Should We Seize College Endowments To Solve The Debt Problem?
The Biden administration is poised to enact student college debt forgiveness of upwards of $10,000 per individual and conservatives are rightly concerned about the American taxpayer ultimately footing the bill.
The students who took out loans should be on the hook for paying them back, the argument goes. At the very least, the government should stop providing federally guaranteed loans that allow universities to drive up the cost in the first place, a conservative might say.
Yet there is another idea about how to forgive student debt that would not necessarily burden taxpayers or excuse colleges from their own role in the skyrocketing cost of higher education. Some on the right believe that the federal government should tax, or outright seize, university endowments to enact massive forgiveness of college loans.
As explained by Investopedia, “University endowments are comprised of money or other financial assets that are donated to academic institutions. Charitable donations are the primary source of funds for endowments. Endowment funds support the teaching, research, and public service missions of colleges and universities.” These endowments are largely not taxed because they are supposed to be used to advance their college’s mission of providing a quality product.
While the idea might sound like populist punditry contrived out of misplaced anger, one of the first progenitors of the idea was a man once described as President Ronald Reagan’s favorite economic thinker and author: George Gilder.
Gilder is credited as bolstering Reagan’s belief in the power of supply-side economics with his best-selling book “Wealth & Poverty.” The 40th president believed in Gilder’s creed to capitalism so much so that he even handed out copies of “Wealth & Poverty” around to his friends and cabinet members for their enlightenment.
Since then, Gilder has gone on to predict things such as the iPhone and other technological advancements, all while crafting his own theory about capitalism as an information system and fighting against the scourge of socialism. With a resume like that, his 2018 idea to tax universities’ endowments to cancel student debt should be given some more thought by advocates of limited government economics.
The premise for Gilder’s idea is that, for decades now, universities have perpetuated massive fraud on both the college student and taxpayer. Despite raising the cost of college tuition, there is little evidence that the quality of American higher education has improved at all, he believes.

» **EXTRACTED MATERIAL**:

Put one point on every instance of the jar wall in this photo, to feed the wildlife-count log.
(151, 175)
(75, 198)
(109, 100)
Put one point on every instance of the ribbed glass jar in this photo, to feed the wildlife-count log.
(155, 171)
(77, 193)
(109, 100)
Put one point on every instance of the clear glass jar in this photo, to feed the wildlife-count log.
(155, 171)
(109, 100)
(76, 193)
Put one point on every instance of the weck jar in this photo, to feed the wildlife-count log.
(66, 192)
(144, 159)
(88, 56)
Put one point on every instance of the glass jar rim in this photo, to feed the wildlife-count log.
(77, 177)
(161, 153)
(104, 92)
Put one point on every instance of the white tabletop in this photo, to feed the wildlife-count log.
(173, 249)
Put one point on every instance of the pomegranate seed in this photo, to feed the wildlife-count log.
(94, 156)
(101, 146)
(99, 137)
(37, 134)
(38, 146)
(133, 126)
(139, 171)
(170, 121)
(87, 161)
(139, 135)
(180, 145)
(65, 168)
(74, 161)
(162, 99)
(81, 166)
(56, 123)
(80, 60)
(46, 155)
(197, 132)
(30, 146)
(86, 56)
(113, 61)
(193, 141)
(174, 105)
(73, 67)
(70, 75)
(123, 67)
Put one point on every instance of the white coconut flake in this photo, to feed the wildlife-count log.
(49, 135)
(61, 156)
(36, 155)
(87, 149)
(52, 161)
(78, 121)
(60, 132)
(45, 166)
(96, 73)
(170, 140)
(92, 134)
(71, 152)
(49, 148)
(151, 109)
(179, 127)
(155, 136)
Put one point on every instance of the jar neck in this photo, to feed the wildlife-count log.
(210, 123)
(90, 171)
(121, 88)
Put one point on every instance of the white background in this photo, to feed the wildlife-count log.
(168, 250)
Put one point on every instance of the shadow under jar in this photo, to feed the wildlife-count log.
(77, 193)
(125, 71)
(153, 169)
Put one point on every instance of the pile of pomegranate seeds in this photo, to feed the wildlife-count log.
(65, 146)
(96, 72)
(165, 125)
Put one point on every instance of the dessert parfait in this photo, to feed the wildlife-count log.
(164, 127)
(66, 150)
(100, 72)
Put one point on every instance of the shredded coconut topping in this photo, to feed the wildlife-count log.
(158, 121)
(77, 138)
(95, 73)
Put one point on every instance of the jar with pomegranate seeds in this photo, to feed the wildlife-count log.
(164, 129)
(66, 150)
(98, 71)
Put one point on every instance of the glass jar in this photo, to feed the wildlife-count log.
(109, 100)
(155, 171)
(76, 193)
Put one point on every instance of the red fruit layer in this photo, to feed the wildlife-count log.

» **WHAT TO WORK ON**:
Duplicate the portion of the endowment-seizure article starting at "The students who" and ending at "conservative might say.", keeping every word unchanged.

» **WORKED ANSWER**:
The students who took out loans should be on the hook for paying them back, the argument goes. At the very least, the government should stop providing federally guaranteed loans that allow universities to drive up the cost in the first place, a conservative might say.